Praise God! Planned Parenthood takes on on the chin
Don HinklePathway Editor
September 23, 2003
When the defeated Nazis were forced to stand trial in Nuremburg for their war crimes against Jews and Christians following World War II, their defense was based on a relativistic and humanistic worldview.
As relativists their defense rested on the fact that they were simply carrying out the laws of their country in murdering millions of Jews and Christians. After all, its all relative and no culture has a right to impose its values on another.
"Why, we did nothing wrong," the Nazis said. "We acted in accordance with our nation’s laws. Who are you to come over here and tell us we were wrong?"
Indeed Germany’s high court had ruled that Jews were "non-persons" – precisely the same way the U.S. Supreme Court reasoned in its infamous Roe v. Wade ruling. In that landmark case the high court said unborn babies are "non-persons." So, as the Nazis argued, if someone ceases to be a person, then how can it be murder when you terminate someone’s life?

Data excerpts
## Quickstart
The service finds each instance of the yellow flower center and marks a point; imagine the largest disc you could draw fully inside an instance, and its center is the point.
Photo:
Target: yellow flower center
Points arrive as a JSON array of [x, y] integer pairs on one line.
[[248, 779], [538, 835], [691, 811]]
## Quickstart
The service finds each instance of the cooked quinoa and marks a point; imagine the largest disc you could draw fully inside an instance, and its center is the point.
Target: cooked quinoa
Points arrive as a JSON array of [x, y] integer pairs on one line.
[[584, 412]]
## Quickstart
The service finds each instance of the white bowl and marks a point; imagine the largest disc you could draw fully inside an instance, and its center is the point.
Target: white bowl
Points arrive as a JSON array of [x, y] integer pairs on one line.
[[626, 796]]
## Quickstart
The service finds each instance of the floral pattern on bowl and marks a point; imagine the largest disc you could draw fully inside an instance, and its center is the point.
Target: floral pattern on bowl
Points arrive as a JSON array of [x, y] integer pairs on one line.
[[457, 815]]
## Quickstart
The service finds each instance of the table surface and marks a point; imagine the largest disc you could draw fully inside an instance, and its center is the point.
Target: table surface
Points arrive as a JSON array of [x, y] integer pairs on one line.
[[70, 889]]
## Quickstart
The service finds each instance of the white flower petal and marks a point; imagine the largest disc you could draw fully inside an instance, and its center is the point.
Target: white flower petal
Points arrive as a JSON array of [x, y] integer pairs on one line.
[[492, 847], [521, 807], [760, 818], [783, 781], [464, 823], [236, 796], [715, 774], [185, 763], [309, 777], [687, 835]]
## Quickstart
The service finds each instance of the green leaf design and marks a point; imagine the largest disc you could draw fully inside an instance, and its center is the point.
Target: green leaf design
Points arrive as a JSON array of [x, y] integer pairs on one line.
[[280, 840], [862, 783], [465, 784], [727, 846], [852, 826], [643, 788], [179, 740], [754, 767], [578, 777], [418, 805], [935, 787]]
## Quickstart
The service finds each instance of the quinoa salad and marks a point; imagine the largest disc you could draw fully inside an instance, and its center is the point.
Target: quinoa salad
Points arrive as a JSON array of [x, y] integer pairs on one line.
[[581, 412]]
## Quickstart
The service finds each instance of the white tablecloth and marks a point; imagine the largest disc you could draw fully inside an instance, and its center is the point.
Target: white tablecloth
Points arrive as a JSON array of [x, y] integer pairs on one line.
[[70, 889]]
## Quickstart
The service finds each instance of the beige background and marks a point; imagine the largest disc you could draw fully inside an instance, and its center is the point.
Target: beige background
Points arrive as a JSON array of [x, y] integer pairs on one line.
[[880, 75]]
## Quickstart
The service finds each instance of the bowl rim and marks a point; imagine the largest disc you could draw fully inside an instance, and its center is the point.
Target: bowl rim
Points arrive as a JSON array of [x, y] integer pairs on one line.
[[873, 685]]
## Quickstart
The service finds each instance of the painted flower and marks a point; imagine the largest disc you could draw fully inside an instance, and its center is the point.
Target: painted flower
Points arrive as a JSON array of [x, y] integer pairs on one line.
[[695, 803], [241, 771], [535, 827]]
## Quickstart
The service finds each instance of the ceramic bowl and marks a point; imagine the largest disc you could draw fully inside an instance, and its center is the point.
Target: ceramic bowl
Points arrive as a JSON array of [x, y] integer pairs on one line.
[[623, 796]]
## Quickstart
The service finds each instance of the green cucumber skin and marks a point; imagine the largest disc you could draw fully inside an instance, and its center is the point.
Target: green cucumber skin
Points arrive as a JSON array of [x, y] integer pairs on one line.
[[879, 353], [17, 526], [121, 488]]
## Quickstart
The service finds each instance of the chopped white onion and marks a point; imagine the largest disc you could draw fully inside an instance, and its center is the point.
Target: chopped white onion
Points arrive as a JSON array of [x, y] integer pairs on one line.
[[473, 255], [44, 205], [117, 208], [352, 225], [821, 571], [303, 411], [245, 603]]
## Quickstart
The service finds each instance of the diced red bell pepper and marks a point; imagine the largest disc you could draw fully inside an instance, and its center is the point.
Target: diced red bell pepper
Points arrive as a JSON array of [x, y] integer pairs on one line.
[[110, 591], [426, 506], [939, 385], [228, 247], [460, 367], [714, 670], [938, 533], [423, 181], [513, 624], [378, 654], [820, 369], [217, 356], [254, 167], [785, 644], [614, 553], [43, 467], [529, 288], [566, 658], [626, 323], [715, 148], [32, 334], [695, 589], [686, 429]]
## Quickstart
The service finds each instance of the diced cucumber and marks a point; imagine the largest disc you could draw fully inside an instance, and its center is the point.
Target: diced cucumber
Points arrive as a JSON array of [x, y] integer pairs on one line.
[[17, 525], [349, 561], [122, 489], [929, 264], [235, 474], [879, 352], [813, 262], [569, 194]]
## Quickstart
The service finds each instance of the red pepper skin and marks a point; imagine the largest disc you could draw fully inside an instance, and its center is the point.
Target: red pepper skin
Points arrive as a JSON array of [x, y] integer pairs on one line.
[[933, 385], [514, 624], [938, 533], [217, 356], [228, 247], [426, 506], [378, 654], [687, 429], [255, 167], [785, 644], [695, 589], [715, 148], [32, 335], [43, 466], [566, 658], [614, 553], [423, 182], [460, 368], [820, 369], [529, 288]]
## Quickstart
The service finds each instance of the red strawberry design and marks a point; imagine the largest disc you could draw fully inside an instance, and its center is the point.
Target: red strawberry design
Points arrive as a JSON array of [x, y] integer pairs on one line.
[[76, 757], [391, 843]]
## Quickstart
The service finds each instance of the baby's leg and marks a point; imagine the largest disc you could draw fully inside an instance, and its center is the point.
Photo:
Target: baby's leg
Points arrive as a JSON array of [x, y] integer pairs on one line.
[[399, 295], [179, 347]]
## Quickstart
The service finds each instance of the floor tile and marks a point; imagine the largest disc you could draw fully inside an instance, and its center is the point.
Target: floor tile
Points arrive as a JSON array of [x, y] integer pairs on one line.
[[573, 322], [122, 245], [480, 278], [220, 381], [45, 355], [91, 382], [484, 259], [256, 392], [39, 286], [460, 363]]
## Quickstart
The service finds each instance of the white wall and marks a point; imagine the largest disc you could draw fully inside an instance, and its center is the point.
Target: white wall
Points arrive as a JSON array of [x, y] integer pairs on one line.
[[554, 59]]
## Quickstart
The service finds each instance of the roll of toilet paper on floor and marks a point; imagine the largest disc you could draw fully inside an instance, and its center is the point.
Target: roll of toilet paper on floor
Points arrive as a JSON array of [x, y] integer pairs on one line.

Your instructions
Extend the opinion piece about Planned Parenthood by writing on from its final sentence. The rows play no part in what comes next.

Response below
Since Roe v, Wade ruling, Planned Parenthood has become the No. 1 provider of abortions in America (43 million and counting since 1973). This should come as no surprise to Missouri Southern Baptists, especially when they realize the true background surrounding the birth of this despicable organization.
Planned Parenthood was founded by Margaret Sanger, still portrayed as a feminist heroine by Planned Parenthood activists. But in reality she should best be known for her association with German Nazis. Like Hitler, Sanger was a eugenicist. In 1939 she advocated the evil "Negro Project," which was designed by some public health officials as a population control method. Sanger once wrote, "the most successful educational approach to the Negro is through a religious appeal. We do not want word to go out that we want to exterminate the Negro population and the Minister is the man who can straighten out that idea if it ever occurs to any of their more rebellious members."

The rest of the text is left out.